CPG

What’s Next for the CPG Landscape?

Convenience, better-for-you and indulgent products drive sales
grocery shopper
Photograph: Shutterstock

Grocery retailers will see increased demand for both edible and nonedible goods for at least the next six to 18 months, according to IRI’s latest webinar, What’s Next for CPG Demand, Supply and Inflation?

Increased inflation will mean that while some shoppers will continue to buy the premium products they turned to during the pandemic, others will start focusing on more mainstream items, including private label.

But premiumization remains, especially in nonedible products, noted Krishnakumar “KK” Davey, president of client engagement for IRI. “There are a bunch of flex workers who can afford to buy premium products,” he said, while others will seek value, although “consumers shift to store brands only in products they’re already comfortable buying.”

Food categories that were buoyed by the pandemic are likely to stay strong or flat. Easy meals and better-for-you products, which spiked during COVID, are flattening out; at-home cooking ingredients such as vinegar and flour are flat; personal care products are either flat (for essentials such as toothpaste) or growing (cosmetics and deodorant, for example).

Convenience, Better-for-You, Indulgence

Innovation continues to feed convenience, tastes and better-for-you needs as manufacturers focus on home occasions and holistic self-care.

Convenience “continues to be a primary theme going forward,” said Davey. “Convenience used to mean on-the-go and ready-to-eat and now it’s more about quick prep and easy cleaning, so the definition of convenience is evolving,” he added.

Also popular are CPG products that offer affordable indulgence, but now it’s more about premium experiences, variety, strong flavors and unique flavors.

And better-for-you products are more about functional benefits, offering stress reduction, clean ingredients, sustainable packaging and are plant-based, Davey said. This category includes wellness supplements, nutrition (especially hydration) and performance from enhanced foods such as protein chips from Quest.

Millennial Purchasing Power

Millennial households were responsible for the biggest growth in CPG sales for the 52 weeks ending March 20, 2022, according to IRI. As this demographic starts forming new households and growing families, it accounted for 49% of growth, while Gen Z, still young to head up households, accounted for 7%, Gen X 33% and boomers 32%. Millennials, Davey said, “need to get staples in their pantries.”

Grocery stores have contributed most to the growth in CPG sales, but club stores have also done very well and have driven membership, said Alastair Steele, partner, growth consulting, for IRI. Walmart and dollar stores are also doing well, he added.

Supply Chain

The difficulties in the supply chain continue to affect CPG products and retailers’ ability to fill their shelves, Steele said. Because of this, “consumers are more easily shifting brands,” as they have done during the pandemic. Categories most affected by the supply chain woes are cream cheese (only 70.3% in-stock), frozen potatoes (76.4%), nonchocolate candy (77.5%), refrigerated and frozen poultry (80.4%) and aseptic juices (80.9%).

## [LISTED ENTRIES]
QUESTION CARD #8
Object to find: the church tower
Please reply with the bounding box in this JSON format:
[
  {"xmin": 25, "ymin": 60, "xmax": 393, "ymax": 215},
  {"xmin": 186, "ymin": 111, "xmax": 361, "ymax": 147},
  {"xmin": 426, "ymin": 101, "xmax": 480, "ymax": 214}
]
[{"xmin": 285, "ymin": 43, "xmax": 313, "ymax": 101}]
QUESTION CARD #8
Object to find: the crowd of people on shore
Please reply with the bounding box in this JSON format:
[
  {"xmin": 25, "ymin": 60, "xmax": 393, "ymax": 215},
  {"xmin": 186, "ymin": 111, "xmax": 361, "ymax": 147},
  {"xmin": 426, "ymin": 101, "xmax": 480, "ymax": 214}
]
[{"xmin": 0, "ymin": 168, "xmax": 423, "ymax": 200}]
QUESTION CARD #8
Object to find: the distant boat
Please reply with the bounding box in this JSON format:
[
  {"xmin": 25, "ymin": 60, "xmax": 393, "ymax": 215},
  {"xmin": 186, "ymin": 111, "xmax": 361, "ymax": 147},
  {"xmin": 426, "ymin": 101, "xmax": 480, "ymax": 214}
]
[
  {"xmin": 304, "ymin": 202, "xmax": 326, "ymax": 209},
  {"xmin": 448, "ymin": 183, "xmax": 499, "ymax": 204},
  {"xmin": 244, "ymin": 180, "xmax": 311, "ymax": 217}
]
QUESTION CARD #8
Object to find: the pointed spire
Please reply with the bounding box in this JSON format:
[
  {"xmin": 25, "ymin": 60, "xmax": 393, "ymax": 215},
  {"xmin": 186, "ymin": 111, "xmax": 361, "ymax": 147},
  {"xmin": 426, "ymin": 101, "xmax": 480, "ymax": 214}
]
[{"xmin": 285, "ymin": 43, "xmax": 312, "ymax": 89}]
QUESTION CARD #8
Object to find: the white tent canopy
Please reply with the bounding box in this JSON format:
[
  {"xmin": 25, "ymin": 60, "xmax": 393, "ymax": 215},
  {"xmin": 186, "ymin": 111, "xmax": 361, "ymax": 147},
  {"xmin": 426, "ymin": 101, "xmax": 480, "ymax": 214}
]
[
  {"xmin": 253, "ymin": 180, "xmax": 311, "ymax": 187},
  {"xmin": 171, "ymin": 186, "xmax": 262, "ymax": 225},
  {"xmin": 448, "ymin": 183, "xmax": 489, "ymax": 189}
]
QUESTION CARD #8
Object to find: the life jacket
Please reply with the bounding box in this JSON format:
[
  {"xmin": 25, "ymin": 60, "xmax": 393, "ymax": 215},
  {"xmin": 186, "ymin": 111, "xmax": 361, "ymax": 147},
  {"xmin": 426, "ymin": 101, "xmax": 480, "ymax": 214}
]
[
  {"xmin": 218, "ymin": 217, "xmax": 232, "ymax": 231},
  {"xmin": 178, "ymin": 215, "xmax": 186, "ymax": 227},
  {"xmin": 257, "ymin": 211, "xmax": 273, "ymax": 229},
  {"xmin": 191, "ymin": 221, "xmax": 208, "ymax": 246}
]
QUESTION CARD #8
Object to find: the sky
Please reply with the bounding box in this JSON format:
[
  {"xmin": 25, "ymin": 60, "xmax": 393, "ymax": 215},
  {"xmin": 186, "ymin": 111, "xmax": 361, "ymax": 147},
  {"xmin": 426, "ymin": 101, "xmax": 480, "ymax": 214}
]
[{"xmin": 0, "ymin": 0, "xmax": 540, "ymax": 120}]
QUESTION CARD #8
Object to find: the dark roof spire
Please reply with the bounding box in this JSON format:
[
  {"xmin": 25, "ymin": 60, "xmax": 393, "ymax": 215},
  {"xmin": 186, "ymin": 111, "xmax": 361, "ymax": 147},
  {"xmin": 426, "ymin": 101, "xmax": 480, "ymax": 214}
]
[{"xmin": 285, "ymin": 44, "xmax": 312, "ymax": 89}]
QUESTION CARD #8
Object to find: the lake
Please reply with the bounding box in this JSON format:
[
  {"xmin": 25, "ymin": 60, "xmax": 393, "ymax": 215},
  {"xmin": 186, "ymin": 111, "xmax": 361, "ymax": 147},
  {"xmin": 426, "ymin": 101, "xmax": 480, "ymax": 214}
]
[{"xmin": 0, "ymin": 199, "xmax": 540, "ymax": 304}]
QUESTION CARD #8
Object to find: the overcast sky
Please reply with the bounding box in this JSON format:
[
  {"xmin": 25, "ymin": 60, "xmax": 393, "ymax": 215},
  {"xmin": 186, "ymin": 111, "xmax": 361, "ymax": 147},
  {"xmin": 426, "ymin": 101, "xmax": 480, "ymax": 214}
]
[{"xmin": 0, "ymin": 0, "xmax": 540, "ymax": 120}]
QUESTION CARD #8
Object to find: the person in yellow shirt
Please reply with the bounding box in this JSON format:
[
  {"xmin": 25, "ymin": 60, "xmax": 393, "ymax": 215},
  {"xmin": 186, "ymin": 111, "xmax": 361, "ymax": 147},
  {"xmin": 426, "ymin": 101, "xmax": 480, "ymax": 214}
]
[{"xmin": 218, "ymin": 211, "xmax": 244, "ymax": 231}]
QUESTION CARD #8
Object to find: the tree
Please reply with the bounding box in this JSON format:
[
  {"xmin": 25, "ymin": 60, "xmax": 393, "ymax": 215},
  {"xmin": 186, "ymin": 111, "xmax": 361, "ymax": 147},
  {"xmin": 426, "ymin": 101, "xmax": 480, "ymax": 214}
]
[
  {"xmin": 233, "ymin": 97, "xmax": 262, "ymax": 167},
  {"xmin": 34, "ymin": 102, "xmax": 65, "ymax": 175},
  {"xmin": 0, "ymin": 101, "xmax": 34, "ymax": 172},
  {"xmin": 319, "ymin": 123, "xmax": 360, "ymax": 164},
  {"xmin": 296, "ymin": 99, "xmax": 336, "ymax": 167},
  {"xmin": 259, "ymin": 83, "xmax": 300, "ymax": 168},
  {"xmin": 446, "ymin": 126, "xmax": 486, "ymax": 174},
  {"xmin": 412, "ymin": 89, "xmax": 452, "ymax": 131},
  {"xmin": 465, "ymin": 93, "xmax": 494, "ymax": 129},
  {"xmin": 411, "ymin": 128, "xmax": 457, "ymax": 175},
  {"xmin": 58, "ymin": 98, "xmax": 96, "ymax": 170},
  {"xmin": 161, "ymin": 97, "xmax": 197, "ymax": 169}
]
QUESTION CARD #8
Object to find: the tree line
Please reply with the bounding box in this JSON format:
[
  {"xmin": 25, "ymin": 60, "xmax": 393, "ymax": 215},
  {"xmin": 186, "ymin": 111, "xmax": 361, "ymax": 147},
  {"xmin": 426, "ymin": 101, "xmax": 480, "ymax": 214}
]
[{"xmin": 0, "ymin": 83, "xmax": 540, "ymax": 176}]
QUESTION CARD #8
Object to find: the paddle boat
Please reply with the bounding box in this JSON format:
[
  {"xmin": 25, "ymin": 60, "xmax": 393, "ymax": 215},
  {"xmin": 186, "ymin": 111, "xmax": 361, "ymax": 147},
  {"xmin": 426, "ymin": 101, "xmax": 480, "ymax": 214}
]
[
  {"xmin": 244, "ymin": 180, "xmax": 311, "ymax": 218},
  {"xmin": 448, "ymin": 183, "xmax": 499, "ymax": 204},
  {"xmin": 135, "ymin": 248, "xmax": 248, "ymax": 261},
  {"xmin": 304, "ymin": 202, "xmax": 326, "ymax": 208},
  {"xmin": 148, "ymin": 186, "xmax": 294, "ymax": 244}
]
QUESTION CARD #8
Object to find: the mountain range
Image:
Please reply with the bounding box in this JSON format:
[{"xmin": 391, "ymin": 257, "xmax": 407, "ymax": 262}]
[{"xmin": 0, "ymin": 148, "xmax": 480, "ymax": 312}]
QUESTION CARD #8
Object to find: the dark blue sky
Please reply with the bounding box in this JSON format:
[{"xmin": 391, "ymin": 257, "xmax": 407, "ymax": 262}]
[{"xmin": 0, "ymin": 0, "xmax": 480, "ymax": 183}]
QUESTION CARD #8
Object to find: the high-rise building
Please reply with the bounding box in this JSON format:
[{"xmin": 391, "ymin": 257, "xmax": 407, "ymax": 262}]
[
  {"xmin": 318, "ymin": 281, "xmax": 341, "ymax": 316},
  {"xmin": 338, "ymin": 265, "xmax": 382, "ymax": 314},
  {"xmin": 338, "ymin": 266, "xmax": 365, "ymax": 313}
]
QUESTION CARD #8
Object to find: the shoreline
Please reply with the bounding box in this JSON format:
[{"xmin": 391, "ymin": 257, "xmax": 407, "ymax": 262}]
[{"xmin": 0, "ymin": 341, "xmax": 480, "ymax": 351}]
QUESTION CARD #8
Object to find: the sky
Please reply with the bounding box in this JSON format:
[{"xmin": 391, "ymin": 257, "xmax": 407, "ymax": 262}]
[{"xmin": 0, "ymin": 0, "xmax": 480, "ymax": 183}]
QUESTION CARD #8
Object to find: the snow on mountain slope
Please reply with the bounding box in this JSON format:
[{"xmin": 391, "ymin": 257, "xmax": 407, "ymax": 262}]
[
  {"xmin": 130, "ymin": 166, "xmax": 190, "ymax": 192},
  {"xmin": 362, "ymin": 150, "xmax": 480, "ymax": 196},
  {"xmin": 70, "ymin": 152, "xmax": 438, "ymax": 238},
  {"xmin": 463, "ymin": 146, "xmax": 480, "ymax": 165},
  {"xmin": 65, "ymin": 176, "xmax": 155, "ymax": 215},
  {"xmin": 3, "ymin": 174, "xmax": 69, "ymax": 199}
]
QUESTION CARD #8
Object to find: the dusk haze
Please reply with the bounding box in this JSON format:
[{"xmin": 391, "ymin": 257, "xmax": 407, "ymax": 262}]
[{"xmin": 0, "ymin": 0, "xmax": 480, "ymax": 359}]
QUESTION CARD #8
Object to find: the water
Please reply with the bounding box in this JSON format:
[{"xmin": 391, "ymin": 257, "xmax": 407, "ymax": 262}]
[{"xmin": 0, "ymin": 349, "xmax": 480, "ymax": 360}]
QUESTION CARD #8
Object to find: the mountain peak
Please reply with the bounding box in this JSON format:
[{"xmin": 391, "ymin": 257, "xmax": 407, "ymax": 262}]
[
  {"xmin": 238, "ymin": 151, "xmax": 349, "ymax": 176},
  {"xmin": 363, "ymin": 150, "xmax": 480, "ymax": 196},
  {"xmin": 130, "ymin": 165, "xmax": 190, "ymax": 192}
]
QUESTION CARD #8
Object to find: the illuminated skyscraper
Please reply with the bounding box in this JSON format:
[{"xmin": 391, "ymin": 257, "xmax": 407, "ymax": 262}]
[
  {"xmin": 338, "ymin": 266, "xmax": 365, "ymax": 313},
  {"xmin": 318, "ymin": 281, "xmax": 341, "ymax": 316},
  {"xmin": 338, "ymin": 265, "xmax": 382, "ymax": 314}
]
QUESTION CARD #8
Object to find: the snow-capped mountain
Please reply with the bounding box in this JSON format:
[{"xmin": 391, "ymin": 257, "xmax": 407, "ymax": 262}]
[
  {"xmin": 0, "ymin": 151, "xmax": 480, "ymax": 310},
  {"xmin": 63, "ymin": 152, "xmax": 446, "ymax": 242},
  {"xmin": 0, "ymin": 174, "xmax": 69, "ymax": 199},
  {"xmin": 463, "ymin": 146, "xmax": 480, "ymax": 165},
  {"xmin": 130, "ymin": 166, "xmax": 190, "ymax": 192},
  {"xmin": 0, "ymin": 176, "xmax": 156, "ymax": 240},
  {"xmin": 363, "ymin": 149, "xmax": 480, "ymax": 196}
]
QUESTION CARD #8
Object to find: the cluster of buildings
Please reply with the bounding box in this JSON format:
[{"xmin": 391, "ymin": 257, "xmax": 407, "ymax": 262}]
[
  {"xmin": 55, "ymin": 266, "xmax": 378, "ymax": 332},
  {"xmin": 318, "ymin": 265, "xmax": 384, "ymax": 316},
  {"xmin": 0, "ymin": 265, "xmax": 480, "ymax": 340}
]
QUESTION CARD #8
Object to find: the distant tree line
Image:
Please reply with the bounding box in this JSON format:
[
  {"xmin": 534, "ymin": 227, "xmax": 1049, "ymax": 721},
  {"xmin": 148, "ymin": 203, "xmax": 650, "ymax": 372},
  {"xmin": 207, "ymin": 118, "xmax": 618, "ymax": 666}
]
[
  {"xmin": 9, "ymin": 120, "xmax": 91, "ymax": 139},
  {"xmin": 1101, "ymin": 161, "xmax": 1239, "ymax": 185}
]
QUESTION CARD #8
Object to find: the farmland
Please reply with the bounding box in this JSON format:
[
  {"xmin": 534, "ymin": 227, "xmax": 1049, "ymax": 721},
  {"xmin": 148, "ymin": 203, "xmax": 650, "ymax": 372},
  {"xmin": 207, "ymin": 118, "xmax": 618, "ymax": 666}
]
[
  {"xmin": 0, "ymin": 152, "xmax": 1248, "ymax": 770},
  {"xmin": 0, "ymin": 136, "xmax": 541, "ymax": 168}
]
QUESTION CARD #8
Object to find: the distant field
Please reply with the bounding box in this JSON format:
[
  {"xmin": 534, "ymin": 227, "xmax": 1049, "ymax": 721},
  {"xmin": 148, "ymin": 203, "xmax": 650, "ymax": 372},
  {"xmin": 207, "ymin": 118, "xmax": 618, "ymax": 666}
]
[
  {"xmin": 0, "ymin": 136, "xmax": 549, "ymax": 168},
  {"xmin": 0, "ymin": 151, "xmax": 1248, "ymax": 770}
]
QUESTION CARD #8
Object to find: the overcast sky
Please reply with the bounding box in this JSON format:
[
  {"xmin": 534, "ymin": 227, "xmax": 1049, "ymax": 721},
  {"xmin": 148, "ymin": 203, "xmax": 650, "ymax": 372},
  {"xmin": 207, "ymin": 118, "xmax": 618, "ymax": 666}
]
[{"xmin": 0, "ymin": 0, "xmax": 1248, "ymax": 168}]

## [TASK GOAL]
Return the part of the article on the CPG landscape that begins at the words "And better-for-you products are" and stops after "chips from Quest.", copied exactly.

## [PROBLEM SOLUTION]
And better-for-you products are more about functional benefits, offering stress reduction, clean ingredients, sustainable packaging and are plant-based, Davey said. This category includes wellness supplements, nutrition (especially hydration) and performance from enhanced foods such as protein chips from Quest.